*** Record excerpts ***

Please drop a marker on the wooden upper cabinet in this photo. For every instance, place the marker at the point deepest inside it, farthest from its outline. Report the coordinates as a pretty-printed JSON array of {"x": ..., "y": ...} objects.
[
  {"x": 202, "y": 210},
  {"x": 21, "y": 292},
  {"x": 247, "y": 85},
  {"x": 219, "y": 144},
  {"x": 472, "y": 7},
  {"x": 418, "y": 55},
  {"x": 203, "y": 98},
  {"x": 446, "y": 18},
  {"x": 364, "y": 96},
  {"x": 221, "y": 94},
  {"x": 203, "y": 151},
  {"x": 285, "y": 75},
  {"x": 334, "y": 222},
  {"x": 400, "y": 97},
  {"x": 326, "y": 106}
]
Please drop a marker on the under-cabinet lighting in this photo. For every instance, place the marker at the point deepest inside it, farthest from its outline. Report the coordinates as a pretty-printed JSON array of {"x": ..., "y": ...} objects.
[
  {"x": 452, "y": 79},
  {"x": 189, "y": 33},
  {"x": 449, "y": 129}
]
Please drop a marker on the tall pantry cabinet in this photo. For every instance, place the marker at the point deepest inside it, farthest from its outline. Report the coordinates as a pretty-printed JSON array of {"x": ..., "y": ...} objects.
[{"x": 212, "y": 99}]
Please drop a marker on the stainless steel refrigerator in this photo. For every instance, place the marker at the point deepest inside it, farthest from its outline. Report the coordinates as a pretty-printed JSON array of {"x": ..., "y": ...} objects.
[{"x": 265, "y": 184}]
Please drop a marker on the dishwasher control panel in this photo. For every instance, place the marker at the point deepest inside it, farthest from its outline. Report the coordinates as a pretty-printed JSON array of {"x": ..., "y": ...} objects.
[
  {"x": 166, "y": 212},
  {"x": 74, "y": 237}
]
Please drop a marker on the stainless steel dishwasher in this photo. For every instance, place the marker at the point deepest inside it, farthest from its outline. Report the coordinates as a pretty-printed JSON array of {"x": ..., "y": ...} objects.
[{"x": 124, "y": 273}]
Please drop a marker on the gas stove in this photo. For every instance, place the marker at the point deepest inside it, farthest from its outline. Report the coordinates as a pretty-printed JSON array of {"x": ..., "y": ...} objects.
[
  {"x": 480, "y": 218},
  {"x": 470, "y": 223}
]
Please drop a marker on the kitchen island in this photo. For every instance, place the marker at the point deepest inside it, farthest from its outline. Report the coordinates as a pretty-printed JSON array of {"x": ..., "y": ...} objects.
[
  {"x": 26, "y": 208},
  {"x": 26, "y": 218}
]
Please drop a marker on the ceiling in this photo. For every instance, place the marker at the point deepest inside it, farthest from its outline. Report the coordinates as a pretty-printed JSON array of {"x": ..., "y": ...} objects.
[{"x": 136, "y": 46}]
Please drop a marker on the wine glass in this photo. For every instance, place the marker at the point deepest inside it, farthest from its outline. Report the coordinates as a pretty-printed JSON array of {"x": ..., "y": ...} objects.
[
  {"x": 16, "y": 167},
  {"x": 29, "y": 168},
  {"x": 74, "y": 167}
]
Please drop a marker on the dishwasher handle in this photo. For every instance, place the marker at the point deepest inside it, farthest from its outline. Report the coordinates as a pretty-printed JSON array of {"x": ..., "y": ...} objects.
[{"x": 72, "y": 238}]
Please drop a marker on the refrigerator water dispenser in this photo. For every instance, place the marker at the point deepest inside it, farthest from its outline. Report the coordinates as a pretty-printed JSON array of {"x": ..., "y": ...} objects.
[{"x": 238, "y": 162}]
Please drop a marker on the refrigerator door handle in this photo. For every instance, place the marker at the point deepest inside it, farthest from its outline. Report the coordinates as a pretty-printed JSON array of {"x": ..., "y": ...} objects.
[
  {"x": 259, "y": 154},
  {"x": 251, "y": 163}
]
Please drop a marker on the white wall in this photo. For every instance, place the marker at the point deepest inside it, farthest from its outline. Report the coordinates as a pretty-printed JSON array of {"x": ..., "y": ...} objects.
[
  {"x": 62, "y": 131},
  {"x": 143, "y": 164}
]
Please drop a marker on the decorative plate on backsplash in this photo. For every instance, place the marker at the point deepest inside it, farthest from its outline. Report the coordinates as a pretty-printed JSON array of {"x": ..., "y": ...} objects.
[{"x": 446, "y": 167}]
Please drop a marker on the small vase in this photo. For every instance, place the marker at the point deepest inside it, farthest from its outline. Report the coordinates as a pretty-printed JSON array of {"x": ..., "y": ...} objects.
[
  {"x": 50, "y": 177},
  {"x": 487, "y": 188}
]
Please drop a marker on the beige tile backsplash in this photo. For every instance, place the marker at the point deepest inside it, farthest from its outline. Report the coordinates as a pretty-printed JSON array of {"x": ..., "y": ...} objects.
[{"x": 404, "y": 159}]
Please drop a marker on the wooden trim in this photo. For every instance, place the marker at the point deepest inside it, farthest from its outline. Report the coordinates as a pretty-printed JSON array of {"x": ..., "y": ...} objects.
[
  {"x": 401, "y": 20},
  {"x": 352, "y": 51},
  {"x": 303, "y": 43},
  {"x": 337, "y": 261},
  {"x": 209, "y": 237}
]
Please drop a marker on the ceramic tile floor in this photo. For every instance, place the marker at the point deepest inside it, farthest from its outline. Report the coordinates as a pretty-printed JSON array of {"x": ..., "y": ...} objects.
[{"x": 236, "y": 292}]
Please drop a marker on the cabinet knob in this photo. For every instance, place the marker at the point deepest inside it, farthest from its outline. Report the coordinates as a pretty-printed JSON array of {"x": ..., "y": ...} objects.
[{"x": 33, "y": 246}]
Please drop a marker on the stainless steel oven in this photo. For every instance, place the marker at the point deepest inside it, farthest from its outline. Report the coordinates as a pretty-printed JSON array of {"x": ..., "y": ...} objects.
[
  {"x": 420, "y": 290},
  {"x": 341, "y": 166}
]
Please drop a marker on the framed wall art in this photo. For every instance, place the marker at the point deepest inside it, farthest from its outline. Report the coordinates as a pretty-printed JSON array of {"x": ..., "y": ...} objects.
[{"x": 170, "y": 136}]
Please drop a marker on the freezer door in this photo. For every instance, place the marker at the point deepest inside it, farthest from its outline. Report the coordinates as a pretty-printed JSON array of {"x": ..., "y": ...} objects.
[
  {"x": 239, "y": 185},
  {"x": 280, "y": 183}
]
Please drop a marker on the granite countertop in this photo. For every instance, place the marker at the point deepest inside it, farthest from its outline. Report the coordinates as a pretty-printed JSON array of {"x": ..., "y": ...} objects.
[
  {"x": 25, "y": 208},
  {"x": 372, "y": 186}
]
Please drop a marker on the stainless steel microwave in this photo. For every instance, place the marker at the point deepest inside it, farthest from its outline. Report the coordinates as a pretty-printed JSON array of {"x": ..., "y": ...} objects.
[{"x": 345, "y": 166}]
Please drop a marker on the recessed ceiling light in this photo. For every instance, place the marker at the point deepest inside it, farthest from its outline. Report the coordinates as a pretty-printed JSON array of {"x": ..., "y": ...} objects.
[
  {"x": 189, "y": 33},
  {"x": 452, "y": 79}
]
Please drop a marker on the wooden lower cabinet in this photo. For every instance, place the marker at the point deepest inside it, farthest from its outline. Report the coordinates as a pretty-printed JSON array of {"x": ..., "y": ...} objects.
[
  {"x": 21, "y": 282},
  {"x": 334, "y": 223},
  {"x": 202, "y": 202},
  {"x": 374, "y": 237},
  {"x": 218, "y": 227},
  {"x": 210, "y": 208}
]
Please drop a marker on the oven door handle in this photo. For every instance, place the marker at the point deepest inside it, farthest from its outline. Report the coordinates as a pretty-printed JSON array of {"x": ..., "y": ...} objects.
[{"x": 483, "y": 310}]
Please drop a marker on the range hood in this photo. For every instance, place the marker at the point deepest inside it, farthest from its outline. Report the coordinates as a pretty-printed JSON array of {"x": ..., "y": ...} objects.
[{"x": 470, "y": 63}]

*** End of Record excerpts ***

▸ **What this task involves**: Copy over exactly the lines above from the one with "Please drop a marker on the stainless steel microwave" to the last, both included, and no others.

▸ **Task result**:
Please drop a marker on the stainless steel microwave in this photo. For every instance, place the marker at the point deepest inside it, farthest from its outline. Report the coordinates as a pretty-printed JSON array of {"x": ..., "y": ...} objects.
[{"x": 345, "y": 166}]
Please drop a marker on the recessed ceiling light in this photo. For every instance, place the marker at the point deepest inside it, farthest from its outline. Report the coordinates as a pretty-printed JSON array of {"x": ..., "y": ...} objects.
[
  {"x": 189, "y": 33},
  {"x": 452, "y": 79}
]
Please drop a marker on the wooden lower cabinet in this photo. For every instance, place the marker at the point deepest inside it, farthest from its outline. Report the coordinates as a pretty-printed JSON array of {"x": ..., "y": ...} objects.
[
  {"x": 21, "y": 282},
  {"x": 334, "y": 223},
  {"x": 202, "y": 202},
  {"x": 374, "y": 237},
  {"x": 218, "y": 227},
  {"x": 210, "y": 208}
]
Please drop a marker on the oven door handle in this photo. For every instance, place the marker at the point deepest inside it, farthest from its outline. Report the coordinates as a pretty-printed JSON array of {"x": ..., "y": ...} objects.
[{"x": 483, "y": 310}]
Please drop a marker on the range hood in this photo. For every instance, place the marker at the point deepest inside it, farthest from its outline. Report the coordinates as a pretty-printed JSON array of {"x": ..., "y": ...} objects.
[{"x": 470, "y": 63}]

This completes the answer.